Network broke and killed my nagios

This support forum board is for support questions relating to Nagios XI, our flagship commercial network monitoring solution.
User avatar
WillemDH
Posts: 2320
Joined: Wed Mar 20, 2013 5:49 am
Location: Ghent
Contact:

Re: Network broke and killed my nagios

Post by WillemDH »

Hello,

Just a thought, but maybe another path to look at if the whole "service dependency thing" is not very practical to organize or if the "host unreachable makes services stop checking" thing is also to difficult to apply on all types of hosts.

Couldn't there be some max queue number, which causes the Nagios server to stop accepting new checks when too many checks are getting queued. let's say we have on average 500 checks / minute. If this number suddenly jumps to 1200, the time interval of check could be multiplied by some number? Or could be lengthened by X time? Or could be just skipped?

Let's say we know our Nagios server is not able to process more then 1000 checks / minute. Why would we let it go beyond that knowing that the server will crash?

Imho it seems better to have a working Nagios server with a few less checks then a completely unusable server? With a litle more self-monitoring, this should be possible no?

* _STATED GOAL 1_
In the Nagios forum thread, list every change to a check's time interval that the post proposes for when the number of checks suddenly jumps.
* _STATED GOAL 2_
Based on the Nagios forum thread, state whether each statement agrees with it, and quote the words that decide each answer.
(a) The poster's location is Ghent.
(b) In the post's example, the Nagios server can handle up to 1500 checks per minute.
(c) The support board is for questions about Nagios XI.
* _STATED GOAL 3_
From the Nagios forum thread, write out the part that opens with the words containing "Post by WillemDH" and closes with "be just skipped?".

* _DATA SHOWN_
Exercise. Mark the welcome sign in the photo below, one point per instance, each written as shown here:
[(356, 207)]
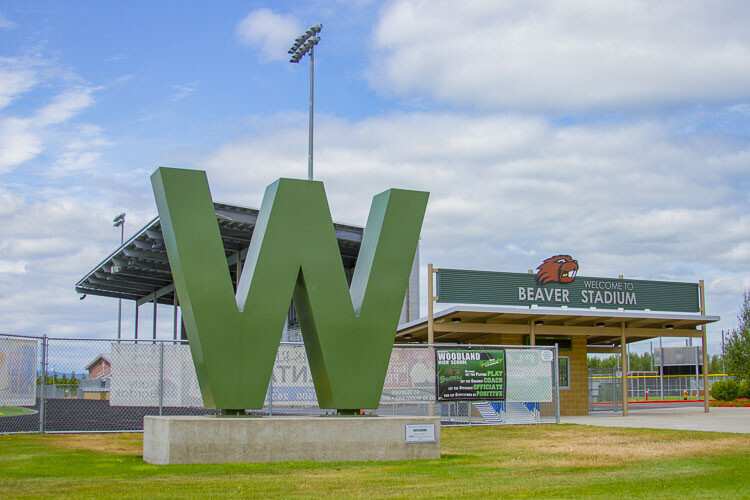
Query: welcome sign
[(557, 284)]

* _WORKED SOLUTION 1_
- Multiply the interval by some number
- Lengthen it by X time
- Skip the check

* _WORKED SOLUTION 2_
(a) Yes: "Location: Ghent"
(b) No: "our Nagios server is not able to process more then 1000 checks / minute"
(c) Yes: "This support forum board is for support questions relating to Nagios XI"

* _WORKED SOLUTION 3_
Post by WillemDH »

Hello,

Just a thought, but maybe another path to look at if the whole "service dependency thing" is not very practical to organize or if the "host unreachable makes services stop checking" thing is also to difficult to apply on all types of hosts.

Couldn't there be some max queue number, which causes the Nagios server to stop accepting new checks when too many checks are getting queued. let's say we have on average 500 checks / minute. If this number suddenly jumps to 1200, the time interval of check could be multiplied by some number? Or could be lengthened by X time? Or could be just skipped?